8 October – 26 November 2011
Film program: free admission
Renowned French photojournalist Henri Cartier-Bresson (1908–2004) made six documentary films throughout his working life, five of which are presented in this program. Interested in the power of film early in his career, Cartier-Bresson studied documentary filmmaking in New York, later apprenticing to the acclaimed French director Jean Renoir. Cartier-Bresson’s films explore similar themes to his photography, including an interest in political struggles as well as his fascination with people and culture.
This program screens in conjunction with ‘Henri Cartier-Bresson: The Man, The Image & The World’ from 27 August – 27 November 2011 at the Queensland Art Gallery.
After learning the fundamentals of documentary filmmaking in New York, Cartier-Bresson made his first film Return to Life, an impassioned document about the need for medical relief on the Republican side of the Spanish Civil War. He would go on to direct the politically charged documentary Spain Will Live to support the Republican movement by exposing the spread of fascism in Europe.
::::
_YOUR TASK_. Continue the text on the Henri Cartier-Bresson film program, starting right after its final sentence.
::::
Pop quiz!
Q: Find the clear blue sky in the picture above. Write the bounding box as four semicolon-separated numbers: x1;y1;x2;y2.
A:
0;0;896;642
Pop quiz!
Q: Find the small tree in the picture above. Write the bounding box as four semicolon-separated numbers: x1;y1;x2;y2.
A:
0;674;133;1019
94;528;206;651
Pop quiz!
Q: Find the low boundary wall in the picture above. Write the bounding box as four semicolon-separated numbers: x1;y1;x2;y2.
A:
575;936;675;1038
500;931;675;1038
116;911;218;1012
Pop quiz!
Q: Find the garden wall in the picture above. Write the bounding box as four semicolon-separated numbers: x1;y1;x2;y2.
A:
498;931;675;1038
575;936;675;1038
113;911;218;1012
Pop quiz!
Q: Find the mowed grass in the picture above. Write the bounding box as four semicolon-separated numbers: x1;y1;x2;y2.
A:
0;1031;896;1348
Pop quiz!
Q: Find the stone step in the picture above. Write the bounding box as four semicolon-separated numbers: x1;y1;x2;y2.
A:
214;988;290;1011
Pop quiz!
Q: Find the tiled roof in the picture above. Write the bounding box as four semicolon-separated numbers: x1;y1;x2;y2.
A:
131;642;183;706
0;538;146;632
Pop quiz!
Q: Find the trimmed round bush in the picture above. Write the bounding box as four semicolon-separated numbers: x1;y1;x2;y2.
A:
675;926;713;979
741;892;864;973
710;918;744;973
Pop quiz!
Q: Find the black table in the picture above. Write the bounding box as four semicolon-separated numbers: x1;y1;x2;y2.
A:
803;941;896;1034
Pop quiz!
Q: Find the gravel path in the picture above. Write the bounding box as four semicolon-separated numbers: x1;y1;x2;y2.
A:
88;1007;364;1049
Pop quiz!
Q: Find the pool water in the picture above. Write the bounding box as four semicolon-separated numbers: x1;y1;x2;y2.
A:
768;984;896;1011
::::
_RESPONSE TO THIS TASK_.
Thank you to Ciné-Archives, French Communist Party Audiovisual Archives for their help with Victory of Life HCB, 1937 and Spain Will Live HCB, 1938. You can view these films online at www.cinearchives.org
‘Cartier-Bresson was mobilised in September 1939, at the declaration of war between France and Germany, and was taken prisoner when the French army collapsed in June 1940. He escaped his Nazi work camp — Stalag VC, near Stuttgart — on his third attempt, in February 1943. In September 1944, shortly after the liberation of Paris, he was commissioned by the United States Office of War Information to make Le Retour, a documentary about the repatriation of former prisoners of war and other displaced persons, on which he collaborated with Captain G Krimsky and Lieutenant Richard Banks. Like Cartier-Bresson, writer-journalist Claude Roy, who provided the commentary, and Robert Lannoy, who wrote the music, were also former prisoners of war. The final sequence, at the Gare de l’Est, was shot by chief cameraman Claude Renoir, nephew of Jean Renoir.’ MoMA
‘Shot in colour with live sound, Cartier-Bresson’s last two films were documentaries for television. The films are collections of candid observations, free of narration or interpretive commentary. Cartier-Bresson chose the subjects: California, home to Leisure World and Esalen, surfing, and opponents and proponents of the Vietnam War; and Mississippi, home to the faded glory of the Confederacy, racist whites and progressive blacks, and atavistic religion. Both films portray some circumstances quite sympathetically, but they leave an overall impression of an alien culture that is fascinating largely because it is appalling.’ MoMA
Made the year before his death, this insight into Cartier-Bresson’s working processes features a rare interview in which the photographer discusses his travels and career while leafing through photographic albums. A selection of Cartier-Bresson’s portrait subjects, including French actress Isabelle Huppert and author Arthur Miller, relate their experiences of working with the photographer. Cartier-Bresson’s publisher, Robert Delpire, and fellow Magnum photographers Elliot Erwitt, Josef Koudelka and Fernando Scianna, discuss Cartier-Bresson’s unique body of work.